• _TEXTE_:
Herpétologistes en culottes courtes

En 1955, arrivant de Khouribga, Yves Abert atterrit dans ma classe du Cours Supérieur de Monsieur Arthaud, maître et également directeur de l’école des garçons de Mazagan. Nous sommes devenus rapidement amis, car nous partagions une commune curiosité pour la nature en général et pour les reptiles en particulier.

Toujours dehors, nous pédalions en toute liberté sur nos vélos a la recherche permanente de lieux isolés, de préférence rocailleux ou buissonneux, situés a la périphérie de notre ville. c’est la que se cachaient toutes sortes de petits animaux. La magnifique «Petite Forêt», classée réserve de chasse, située coté gauche de la route d’Azemmour, a moins de 10 km du centre-ville, était considérée comme un terrain intéressant pour les herpétologistes en culottes courtes que nous étions. Dès que nous arrivions a la lisière formée par d’immenses eucalyptus, près d’un petit tunnel accédant a un puits, nous abandonnions la route goudronnée pour emprunter une piste sablonneuse traversant toute la forêt. Nous aimions surprendre une compagnie de perdreaux affolés courant pour se mettre a l’abri dans les frondaisons de mimosas descendant jusqu au sol. Nous y dissimulions nos«bécanes» et la traque commençait en direction des dunes. Nous avancions silencieusement entre les arbustes, tous nos sens en éveil. Sur un tapis de feuilles mortes, le départ bruyant d’une grosse couleuvre grise Culebra bastarda déclenchait immédiatement une course-poursuite. Proche de son terrier, nous devions la capturer le plus rapidement possible. Le mieux placé des deux la saisissait au plus près de la tête pour parer a une morsure défensive heureusement sans danger. Mise dans un sac, elle se calmait aussitôt. Sous les pierres nous trouvions, outre des scorpions noirs ou couleur jaune miel, des petites couleuvres grises a collier noir, lovées sur elles-mêmes en quasi hibernation, attendant la fraîcheur nocturne pour chasser. Il existait une troisième espèce plus rare, la couleuvre d’Esculape Elaphe longissima, portant une robe sublime, harmonieusement striée de belles couleurs jaune, vert et noir. Elle appréciait surtout l’abri des anfractuosités d’un mur en ruines. Nous savions aussi, de nos yeux écarquillés, repérer les caméléons en embuscade dans le feuillage des jeunes mimosas. Leur parfaite immobilité, ajoutée a leur singulier mimétisme, leur permettait de survivre en attrapant de loin les insectes par la projection de leur longue langue gluante et surtout, de ne pas se faire repérer des rapaces comme les buses ou les crécelles.

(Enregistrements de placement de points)
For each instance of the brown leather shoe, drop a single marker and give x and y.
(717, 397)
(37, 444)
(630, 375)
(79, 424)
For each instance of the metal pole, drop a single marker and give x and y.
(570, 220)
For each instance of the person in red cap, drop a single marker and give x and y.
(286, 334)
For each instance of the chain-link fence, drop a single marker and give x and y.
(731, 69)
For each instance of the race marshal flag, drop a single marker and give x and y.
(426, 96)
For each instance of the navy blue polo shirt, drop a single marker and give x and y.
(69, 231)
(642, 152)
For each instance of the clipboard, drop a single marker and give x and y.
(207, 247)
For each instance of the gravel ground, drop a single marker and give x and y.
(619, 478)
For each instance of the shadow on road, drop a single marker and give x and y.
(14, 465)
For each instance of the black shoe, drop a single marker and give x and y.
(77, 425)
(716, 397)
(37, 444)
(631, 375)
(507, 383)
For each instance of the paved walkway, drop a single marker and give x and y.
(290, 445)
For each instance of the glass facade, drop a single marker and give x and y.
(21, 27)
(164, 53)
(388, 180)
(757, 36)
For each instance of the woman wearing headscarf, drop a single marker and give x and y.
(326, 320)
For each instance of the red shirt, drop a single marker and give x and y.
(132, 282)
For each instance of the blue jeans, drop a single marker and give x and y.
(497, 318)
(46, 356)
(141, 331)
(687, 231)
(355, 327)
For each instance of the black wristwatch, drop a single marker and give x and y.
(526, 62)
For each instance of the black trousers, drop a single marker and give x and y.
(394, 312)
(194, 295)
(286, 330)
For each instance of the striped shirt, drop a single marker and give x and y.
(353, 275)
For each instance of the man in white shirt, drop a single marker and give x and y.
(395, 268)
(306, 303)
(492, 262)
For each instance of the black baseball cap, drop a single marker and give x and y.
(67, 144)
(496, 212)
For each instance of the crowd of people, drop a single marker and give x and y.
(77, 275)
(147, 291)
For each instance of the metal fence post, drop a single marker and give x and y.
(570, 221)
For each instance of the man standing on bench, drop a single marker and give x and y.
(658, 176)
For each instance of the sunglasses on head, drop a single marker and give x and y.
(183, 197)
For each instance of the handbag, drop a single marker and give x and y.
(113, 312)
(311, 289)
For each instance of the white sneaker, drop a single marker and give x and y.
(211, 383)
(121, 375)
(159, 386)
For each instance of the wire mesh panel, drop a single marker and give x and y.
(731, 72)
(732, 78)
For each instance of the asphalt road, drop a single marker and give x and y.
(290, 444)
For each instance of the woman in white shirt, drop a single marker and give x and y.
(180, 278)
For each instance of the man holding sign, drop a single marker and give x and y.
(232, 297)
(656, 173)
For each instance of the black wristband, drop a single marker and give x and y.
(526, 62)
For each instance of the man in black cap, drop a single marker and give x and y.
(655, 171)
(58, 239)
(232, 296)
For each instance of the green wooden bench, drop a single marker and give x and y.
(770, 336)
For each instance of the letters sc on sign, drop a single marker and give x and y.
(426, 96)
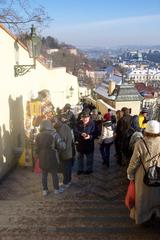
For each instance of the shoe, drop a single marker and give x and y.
(57, 191)
(88, 172)
(80, 172)
(45, 193)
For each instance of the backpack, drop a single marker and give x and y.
(152, 174)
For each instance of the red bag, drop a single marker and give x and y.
(37, 169)
(130, 195)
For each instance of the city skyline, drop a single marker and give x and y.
(102, 23)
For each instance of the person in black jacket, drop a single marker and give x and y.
(48, 142)
(85, 135)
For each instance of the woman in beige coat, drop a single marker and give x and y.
(147, 202)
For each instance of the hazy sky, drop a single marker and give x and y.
(104, 23)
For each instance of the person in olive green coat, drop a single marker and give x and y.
(147, 199)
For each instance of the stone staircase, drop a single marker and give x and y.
(92, 208)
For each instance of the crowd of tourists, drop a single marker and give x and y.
(64, 138)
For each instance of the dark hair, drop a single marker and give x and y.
(151, 134)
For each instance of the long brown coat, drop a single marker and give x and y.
(147, 200)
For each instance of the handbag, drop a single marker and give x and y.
(152, 174)
(130, 195)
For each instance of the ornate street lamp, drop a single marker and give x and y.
(71, 91)
(33, 46)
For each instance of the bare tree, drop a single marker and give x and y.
(17, 14)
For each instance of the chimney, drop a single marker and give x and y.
(111, 87)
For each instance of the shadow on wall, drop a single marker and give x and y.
(11, 143)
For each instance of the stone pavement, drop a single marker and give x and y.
(92, 208)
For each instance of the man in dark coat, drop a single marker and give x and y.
(85, 135)
(48, 142)
(66, 156)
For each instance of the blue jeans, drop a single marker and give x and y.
(54, 179)
(89, 162)
(67, 170)
(105, 152)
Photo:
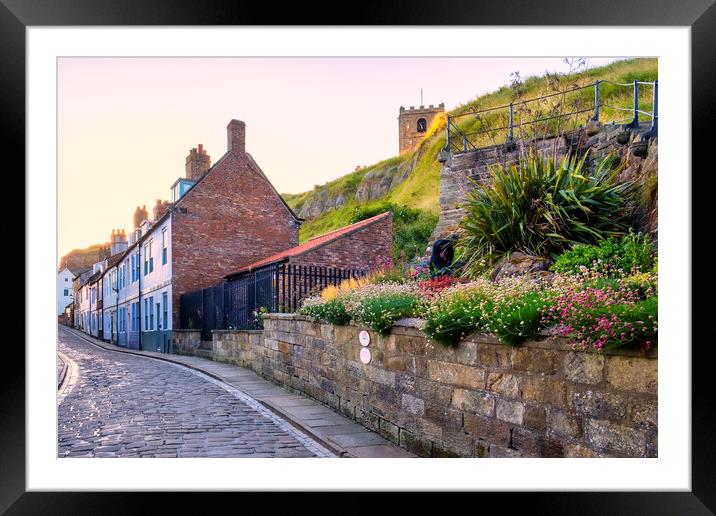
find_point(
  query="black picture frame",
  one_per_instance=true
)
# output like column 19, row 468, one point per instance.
column 17, row 15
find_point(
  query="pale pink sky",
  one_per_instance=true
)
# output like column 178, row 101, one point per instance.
column 126, row 124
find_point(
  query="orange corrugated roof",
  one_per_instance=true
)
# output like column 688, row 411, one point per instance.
column 310, row 244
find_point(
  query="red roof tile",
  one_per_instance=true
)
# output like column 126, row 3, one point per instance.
column 311, row 244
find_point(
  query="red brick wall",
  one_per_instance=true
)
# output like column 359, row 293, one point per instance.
column 234, row 217
column 357, row 250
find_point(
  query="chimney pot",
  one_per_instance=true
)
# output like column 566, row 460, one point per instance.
column 236, row 137
column 197, row 163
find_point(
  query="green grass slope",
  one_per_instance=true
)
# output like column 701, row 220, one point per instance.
column 421, row 189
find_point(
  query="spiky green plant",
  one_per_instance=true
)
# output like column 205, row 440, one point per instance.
column 542, row 206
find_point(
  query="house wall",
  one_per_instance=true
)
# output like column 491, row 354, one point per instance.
column 230, row 218
column 479, row 399
column 128, row 294
column 156, row 284
column 364, row 248
column 64, row 282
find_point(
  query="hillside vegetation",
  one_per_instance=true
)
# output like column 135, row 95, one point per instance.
column 416, row 175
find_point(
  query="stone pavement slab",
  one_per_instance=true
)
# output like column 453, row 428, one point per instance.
column 315, row 419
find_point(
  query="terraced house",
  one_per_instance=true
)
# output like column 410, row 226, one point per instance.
column 220, row 218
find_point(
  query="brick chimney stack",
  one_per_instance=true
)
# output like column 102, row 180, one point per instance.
column 236, row 137
column 197, row 163
column 118, row 243
column 140, row 214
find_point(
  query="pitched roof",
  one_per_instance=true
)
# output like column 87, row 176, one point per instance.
column 311, row 244
column 115, row 259
column 78, row 271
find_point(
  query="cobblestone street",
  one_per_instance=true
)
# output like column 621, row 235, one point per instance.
column 120, row 405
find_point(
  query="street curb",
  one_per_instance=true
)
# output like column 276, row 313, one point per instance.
column 61, row 378
column 339, row 451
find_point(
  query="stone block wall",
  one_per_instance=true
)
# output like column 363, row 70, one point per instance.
column 236, row 346
column 480, row 399
column 186, row 342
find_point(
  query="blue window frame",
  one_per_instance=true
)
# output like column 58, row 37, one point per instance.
column 151, row 313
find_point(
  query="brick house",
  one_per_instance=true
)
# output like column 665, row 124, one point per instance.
column 362, row 245
column 220, row 216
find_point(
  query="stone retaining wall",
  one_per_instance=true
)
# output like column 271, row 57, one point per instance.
column 186, row 342
column 481, row 399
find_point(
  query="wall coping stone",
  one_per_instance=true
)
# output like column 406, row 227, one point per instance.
column 237, row 331
column 412, row 326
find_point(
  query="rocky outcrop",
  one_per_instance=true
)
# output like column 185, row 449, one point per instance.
column 378, row 182
column 519, row 264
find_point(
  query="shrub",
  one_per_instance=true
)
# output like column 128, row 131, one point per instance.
column 429, row 288
column 380, row 312
column 633, row 252
column 456, row 314
column 333, row 311
column 517, row 319
column 542, row 206
column 390, row 274
column 601, row 319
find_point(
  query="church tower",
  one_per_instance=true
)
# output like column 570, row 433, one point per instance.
column 413, row 124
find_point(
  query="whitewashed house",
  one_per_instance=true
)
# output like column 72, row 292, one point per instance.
column 64, row 289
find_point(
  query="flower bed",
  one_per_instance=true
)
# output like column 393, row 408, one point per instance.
column 599, row 308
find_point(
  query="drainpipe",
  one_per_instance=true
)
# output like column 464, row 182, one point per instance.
column 139, row 291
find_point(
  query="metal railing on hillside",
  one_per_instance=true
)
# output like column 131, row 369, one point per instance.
column 551, row 114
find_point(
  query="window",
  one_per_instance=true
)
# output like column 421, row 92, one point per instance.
column 135, row 316
column 148, row 258
column 150, row 308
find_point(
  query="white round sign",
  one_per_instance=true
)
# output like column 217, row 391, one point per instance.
column 365, row 355
column 364, row 338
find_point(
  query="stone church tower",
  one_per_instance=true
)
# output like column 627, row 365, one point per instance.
column 413, row 123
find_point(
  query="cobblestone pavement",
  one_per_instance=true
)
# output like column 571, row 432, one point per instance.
column 120, row 405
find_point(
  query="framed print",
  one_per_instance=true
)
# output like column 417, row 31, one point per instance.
column 480, row 285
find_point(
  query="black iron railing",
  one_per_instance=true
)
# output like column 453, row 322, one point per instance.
column 541, row 116
column 237, row 302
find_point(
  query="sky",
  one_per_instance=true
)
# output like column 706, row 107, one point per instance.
column 126, row 125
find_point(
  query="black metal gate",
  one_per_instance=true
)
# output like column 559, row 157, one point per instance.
column 237, row 303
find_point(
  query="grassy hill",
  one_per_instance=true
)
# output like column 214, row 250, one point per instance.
column 420, row 190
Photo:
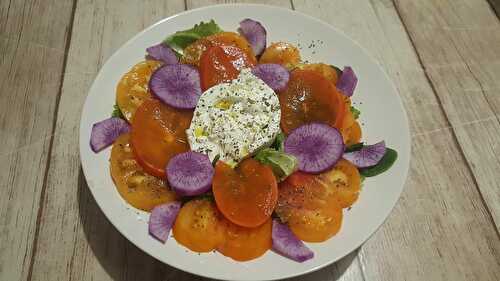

• _LISTE DES TÂCHES_:
**a)** Dans le récit des jeunes herpétologistes de Mazagan, de quelle ville Yves Abert arrivait-il en 1955 ?
**b)** Reprenez le récit des jeunes herpétologistes de Mazagan là où il s'arrête.

• _RÉPONSES PAR TÂCHE_:
**a)** De Khouribga.

**b)**
Nous nous régalions a manipuler ces reptiles, lents, propres et totalement dénués d’agressivité. Nous nous amusions du mouvement circulaire et indépendant de leurs yeux, leur offrant une vision exceptionnelle a 360° et aussi du changement rapide de leur couleur selon leur humeur ou le milieu. Parfois nous avions la baraka en découvrant une adorable petite tortue de terre que nous gavions de salade pour adoucir sa captivité. Les lézards étaient particulièrement nombreux, certains difficiles a capturer par leur extrême rapidité a trouver refuge dans les futaies de figuiers de barbarie. De retour chez Yves, rue Rizzo Guido, nous libérions toute notre ménagerie dans une volière fabriquée avec talent par son père, professeur d’ébénisterie dans l’enseignement technique.

Au collège, notre réputation auprès de Monsieur Minas, professeur de sciences naturelles, grandissait du fait de la régularité de nos approvisionnements en bestioles, flore terrestre et marine, ossements divers, fossiles et minéraux.

Devenu officier de Marine marchande, Yves navigua sur les côtes d’Afrique Occidentale Française. Au retour de ses escales, il ramena a Mazagan devenue El Jadida,de beaux spécimens de reptiles comme un python rose ou royal, un mamba vert, une vipère du Gabon et un cobra plus connu sous le nom de serpent a lunettes. Son bébé crocodile, capturé dans un marais proche de Dakar (Sénégal), connut une fin tragique en s’électrocutant dans son bassin a la suite d’un vol dans le quartier. Devenu adulte, Yambo le singe cercopithèque facétieux de la famille, prenait régulièrement son pied a déplumer l’unique dindon ou s’amusait a faire tourner sur le dos comme des toupies les infortunées petites tortues. Ce mini zoo suscita, jusqu au départ définitif de la famille Abert, la curiosité des habitants du quartier.

Texte: Yves Abert a Mazagan de55 a 62 et Pierrot LARUE a Mazagan de 49 a 58
Photo : Yves Abert avec un python royal de 3 mètres qu il a domestiqué. Le directeur du cirque Amar souhaitait l’acheter pour sa ménagerie. (Collection Yves Abert)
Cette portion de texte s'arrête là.